What to do =>
Retype every line of the listing below word for word, without changing a single character.

Shape labeling listing:
===============
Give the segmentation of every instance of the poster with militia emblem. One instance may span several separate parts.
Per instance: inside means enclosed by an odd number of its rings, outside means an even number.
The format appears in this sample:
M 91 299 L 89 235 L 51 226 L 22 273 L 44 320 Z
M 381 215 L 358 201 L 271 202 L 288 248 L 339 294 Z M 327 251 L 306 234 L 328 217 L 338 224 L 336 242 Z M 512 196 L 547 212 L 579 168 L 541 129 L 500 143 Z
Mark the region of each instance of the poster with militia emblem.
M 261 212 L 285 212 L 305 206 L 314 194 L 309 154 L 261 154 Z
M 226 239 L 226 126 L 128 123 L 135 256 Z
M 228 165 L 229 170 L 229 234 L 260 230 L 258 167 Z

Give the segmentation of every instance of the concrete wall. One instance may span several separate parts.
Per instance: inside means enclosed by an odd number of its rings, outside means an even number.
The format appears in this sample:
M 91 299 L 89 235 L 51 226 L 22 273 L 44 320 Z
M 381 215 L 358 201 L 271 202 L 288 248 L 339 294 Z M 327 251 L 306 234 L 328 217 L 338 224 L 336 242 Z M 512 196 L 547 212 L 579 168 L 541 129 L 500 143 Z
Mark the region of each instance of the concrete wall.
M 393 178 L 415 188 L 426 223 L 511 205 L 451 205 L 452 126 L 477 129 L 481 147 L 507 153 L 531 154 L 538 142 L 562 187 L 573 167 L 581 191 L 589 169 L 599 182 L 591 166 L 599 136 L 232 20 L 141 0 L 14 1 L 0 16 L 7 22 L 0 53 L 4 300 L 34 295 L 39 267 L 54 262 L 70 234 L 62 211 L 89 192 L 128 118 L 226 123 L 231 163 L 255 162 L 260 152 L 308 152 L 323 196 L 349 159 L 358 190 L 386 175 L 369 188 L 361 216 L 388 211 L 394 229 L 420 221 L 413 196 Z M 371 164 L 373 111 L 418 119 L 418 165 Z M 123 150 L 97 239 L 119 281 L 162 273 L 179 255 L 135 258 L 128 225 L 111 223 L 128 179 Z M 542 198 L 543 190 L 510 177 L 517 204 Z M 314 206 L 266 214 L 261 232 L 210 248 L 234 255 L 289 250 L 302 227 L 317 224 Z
===============
Result of the exercise =>
Give the segmentation of every instance of the poster with militia emblem. One instance may span several separate parts.
Per instance: inside means enclosed by an odd number of its rings, outside means an even number.
The format appears in this sample:
M 91 299 L 89 235 L 51 226 L 22 273 L 44 320 Z
M 381 215 L 358 201 L 271 202 L 288 248 L 339 294 Z M 327 251 L 306 234 L 328 217 L 338 224 L 336 242 Z M 512 196 L 547 212 L 579 168 L 541 129 L 500 143 Z
Mark the region of each instance of the poster with militia emblem.
M 261 212 L 285 212 L 305 206 L 314 194 L 309 154 L 261 154 Z
M 226 239 L 226 126 L 128 123 L 135 256 Z
M 228 165 L 229 170 L 229 234 L 260 230 L 258 167 Z

Give the segmentation of every instance of the concrete wall. One instance may span several separate parts.
Per instance: inside means enclosed by an odd number of its rings, outside means an even number.
The format appears in this sample:
M 91 299 L 89 235 L 51 226 L 22 273 L 44 320 Z
M 381 215 L 358 201 L 271 202 L 288 248 L 339 294 Z M 327 251 L 306 234 L 328 217 L 338 224 L 336 242 Z M 512 196 L 547 212 L 579 168 L 541 129 L 500 143 Z
Mark the region of each instance of the concrete wall.
M 393 178 L 415 188 L 426 223 L 511 205 L 451 205 L 452 126 L 477 129 L 481 147 L 507 153 L 531 154 L 538 142 L 562 187 L 573 167 L 581 191 L 589 169 L 599 182 L 591 166 L 599 136 L 232 20 L 141 0 L 14 1 L 0 16 L 7 22 L 0 53 L 4 300 L 34 295 L 39 267 L 54 262 L 70 234 L 62 211 L 89 192 L 128 118 L 226 123 L 231 163 L 255 162 L 260 152 L 308 152 L 323 196 L 349 159 L 358 190 L 386 175 L 369 188 L 361 216 L 388 211 L 394 229 L 420 221 L 413 196 Z M 371 164 L 373 111 L 418 119 L 418 165 Z M 123 150 L 97 239 L 119 281 L 162 273 L 179 255 L 135 258 L 128 225 L 111 223 L 128 179 Z M 542 198 L 543 190 L 510 177 L 517 204 Z M 314 206 L 266 214 L 261 232 L 210 248 L 234 255 L 289 250 L 302 227 L 317 224 Z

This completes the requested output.